=== Task instructions ===
a: Repeat the stretch of the quarterly financial report from "Level 3 — Pricing" through "value hierarchy levels.", word for word.
b: Can you pick up the quarterly financial report below at the point where it stops and carry it on?

=== Document text ===
%%
Level 3 — Pricing inputs include significant inputs that are generally less observable from objective sources.  These inputs may be used with internally developed methodologies that result in management’s best estimate of fair value.

 

As required by ASC 820, financial assets and liabilities are classified in their entirety based on the lowest level of input that is significant to the fair value measurement.  Our assessment of the significance of a particular input to the fair value measurement requires judgment, and may affect the valuation of fair value assets and liabilities and their placement within the fair value hierarchy levels.

 

Results of Operations

 

The discussion of the results of our operations compares the quarter ended August 31, 2011 with the quarter ended August 31, 2010, and is not necessarily indicative of the results which may be expected for any subsequent period.  Our prospects should be considered in light of the risks, expenses and difficulties encountered by companies in similar positions. We may not be successful in addressing these risks and difficulties.

 

Three Months Ended August 31, 2011 versus August 31, 2010

 

For the quarter ended August 31, 2011, revenues were $1,287,122 compared to $718,717 for the quarter ended August 31, 2010, an increase of 79%. The resulting increase is directly related to the added emphasis on providing mobile media services and in part due to the acquisitions of the assets of Hipcricket, Inc. and JAGTAG, Inc.  Production and service delivery costs were $412,347 for the August 31, 2011 quarter compared to $251,711 for the quarter ended August 31, 2010 reflecting additional costs related to the addition of employees necessary to facilitate the delivery of the mobile media services.

 

Selling, general, and administrative expenses were $4,028,062 for the quarter ended August 31, 2011 compared with $1,381,245 for the quarter ended August 31, 2010, an increase of 192%. This includes expenses for payroll, accounting, professional services, consulting fees and patent research costs.

 

Stock, option and warrant non-cash expenses totaled $2,158,113 for the quarter ended August 31, 2011 compared with $799,279 for the quarter ended August 31, 2010, an increase of 170%, and consisted of the fair value accounting for stock options and certain expenses that were paid with shares of our common stock.
%%
=== Listed records ===
%%
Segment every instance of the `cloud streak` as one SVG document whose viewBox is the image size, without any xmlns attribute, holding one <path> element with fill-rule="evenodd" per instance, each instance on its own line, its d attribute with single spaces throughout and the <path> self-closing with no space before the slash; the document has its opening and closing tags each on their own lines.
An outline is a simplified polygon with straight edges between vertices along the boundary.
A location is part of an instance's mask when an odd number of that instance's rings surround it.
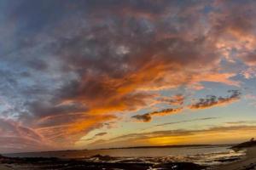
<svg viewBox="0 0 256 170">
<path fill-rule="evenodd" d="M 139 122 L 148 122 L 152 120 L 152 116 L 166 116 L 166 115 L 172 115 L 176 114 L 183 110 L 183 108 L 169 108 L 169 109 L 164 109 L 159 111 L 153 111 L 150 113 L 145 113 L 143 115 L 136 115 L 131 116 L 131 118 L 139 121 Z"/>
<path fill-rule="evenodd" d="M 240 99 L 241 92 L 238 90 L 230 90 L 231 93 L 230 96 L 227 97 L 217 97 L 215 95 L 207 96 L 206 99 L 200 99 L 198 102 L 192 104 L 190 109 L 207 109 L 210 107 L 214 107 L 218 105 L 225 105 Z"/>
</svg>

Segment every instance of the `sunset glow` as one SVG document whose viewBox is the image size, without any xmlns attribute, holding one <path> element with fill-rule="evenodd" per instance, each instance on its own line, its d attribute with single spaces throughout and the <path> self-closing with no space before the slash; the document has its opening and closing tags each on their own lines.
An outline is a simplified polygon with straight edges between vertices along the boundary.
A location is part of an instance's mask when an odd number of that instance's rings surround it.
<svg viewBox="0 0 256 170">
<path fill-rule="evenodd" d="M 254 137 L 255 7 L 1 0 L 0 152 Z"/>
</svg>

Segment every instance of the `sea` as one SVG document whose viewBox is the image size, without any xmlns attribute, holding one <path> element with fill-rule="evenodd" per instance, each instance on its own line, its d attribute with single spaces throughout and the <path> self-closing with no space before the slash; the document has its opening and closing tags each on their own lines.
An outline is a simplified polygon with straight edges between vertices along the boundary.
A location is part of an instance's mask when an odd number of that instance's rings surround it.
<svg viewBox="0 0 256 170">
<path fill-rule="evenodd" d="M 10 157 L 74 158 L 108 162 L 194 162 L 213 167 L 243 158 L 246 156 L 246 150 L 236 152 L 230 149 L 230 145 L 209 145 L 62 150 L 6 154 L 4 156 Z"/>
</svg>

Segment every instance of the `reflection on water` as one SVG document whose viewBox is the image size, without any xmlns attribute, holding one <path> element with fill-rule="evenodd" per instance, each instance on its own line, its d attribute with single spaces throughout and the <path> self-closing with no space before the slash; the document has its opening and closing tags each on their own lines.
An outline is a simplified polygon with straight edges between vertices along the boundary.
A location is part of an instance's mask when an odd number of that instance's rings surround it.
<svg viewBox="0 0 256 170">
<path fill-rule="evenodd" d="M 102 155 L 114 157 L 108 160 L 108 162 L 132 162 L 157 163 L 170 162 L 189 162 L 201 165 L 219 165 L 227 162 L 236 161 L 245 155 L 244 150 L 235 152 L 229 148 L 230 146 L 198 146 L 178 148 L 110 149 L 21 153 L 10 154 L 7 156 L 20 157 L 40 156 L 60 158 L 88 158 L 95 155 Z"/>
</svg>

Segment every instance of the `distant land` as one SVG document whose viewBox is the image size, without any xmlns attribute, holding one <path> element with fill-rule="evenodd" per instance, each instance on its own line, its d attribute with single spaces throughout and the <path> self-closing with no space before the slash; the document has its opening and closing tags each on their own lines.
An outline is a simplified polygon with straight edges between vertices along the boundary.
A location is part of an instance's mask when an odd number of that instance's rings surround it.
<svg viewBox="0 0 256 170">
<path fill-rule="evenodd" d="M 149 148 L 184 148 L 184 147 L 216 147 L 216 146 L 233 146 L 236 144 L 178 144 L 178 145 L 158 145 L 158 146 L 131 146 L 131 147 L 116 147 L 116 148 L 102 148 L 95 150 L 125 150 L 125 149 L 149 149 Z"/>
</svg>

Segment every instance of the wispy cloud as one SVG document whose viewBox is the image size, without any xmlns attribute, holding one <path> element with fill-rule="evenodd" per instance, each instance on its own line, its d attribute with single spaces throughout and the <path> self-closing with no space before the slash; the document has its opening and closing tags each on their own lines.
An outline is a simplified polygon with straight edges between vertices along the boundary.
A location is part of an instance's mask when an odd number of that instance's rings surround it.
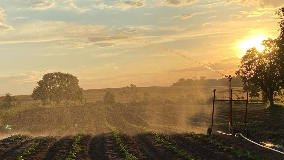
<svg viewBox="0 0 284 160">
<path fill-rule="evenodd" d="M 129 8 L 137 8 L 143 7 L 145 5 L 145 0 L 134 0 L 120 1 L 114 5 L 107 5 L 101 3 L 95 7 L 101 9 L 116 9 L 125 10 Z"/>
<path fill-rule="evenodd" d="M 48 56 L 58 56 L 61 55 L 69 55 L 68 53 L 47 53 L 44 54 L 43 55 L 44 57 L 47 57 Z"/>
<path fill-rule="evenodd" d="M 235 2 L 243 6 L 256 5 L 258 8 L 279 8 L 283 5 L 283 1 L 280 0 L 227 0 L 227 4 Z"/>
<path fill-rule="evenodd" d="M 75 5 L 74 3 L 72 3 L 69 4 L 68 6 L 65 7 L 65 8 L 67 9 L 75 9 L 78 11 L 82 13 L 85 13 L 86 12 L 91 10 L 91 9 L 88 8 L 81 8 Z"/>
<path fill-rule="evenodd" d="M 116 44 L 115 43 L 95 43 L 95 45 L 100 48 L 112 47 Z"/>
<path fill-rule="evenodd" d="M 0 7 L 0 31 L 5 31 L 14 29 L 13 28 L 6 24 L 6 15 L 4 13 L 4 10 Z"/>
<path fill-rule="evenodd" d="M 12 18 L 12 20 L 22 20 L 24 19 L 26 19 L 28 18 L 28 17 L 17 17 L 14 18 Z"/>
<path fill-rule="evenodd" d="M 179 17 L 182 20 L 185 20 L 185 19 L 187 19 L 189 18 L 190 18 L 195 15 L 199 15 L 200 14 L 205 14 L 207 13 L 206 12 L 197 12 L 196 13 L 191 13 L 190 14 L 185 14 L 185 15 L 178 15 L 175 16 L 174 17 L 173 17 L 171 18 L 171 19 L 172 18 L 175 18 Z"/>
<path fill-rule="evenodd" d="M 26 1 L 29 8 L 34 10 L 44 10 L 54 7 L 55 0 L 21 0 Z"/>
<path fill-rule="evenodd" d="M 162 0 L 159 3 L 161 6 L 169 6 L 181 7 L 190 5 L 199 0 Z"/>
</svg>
%%
=== The responses ===
a:
Level 3 — Pricing inputs include significant inputs that are generally less observable from objective sources.  These inputs may be used with internally developed methodologies that result in management’s best estimate of fair value.

 

As required by ASC 820, financial assets and liabilities are classified in their entirety based on the lowest level of input that is significant to the fair value measurement.  Our assessment of the significance of a particular input to the fair value measurement requires judgment, and may affect the valuation of fair value assets and liabilities and their placement within the fair value hierarchy levels.

b:
Depreciation and amortization expense was $300,724 for the quarter ended August 31, 2011 compared with $244,257 in the quarter ended August 31, 2010, an increase of 23%. Amortization expense increased to $223,570 for the quarter ended August 31, 2011 compared to $174,805 for the quarter ended August 31, 2010.  Depreciation expense for the quarter ended August 31, 2011 increased to $77,154 compared to $69,452 for the quarter ended August 31, 2010. The total increase in depreciation and amortization relates to the increased fixed assets purchased in the second quarter of last year.

 

Interest income was $5,156 for the three months ended August 31, 2011 compared with interest income of $6 for the quarter ended August 31, 2010.

 

During the quarter ended August 31, 2011, the Company incurred a net loss of $5,606,968 compared to a net loss of $1,957,769 in the prior year quarter, an increase of $3,649,199 or 186%. The increase in the net loss is a result of increased expenses, including non-cash expenses, as described above.

 

Six Months Ended August 31, 2011 vs. 2010

 

For the six months ended August 31, 2011, revenues were $2,492,909 compared to $1,005,040 for the six months ended August 31, 2010, an increase of 148%. The increase in overall revenues was due to increased customer demand for our Ad Life platform and due to the acquisitions of the assets of Hipcricket, Inc. and JAGTAG, Inc.

 

Production and service delivery costs were $775,279 for the six months ended August 31, 2011 compared to $485,038 during the six months ended August 31, 2010, an increase of 60%, reflecting higher sales volume and higher overall costs related to telecommunications, higher cost of hosting our content as well as higher personnel costs associated with increased staffing and compensation levels.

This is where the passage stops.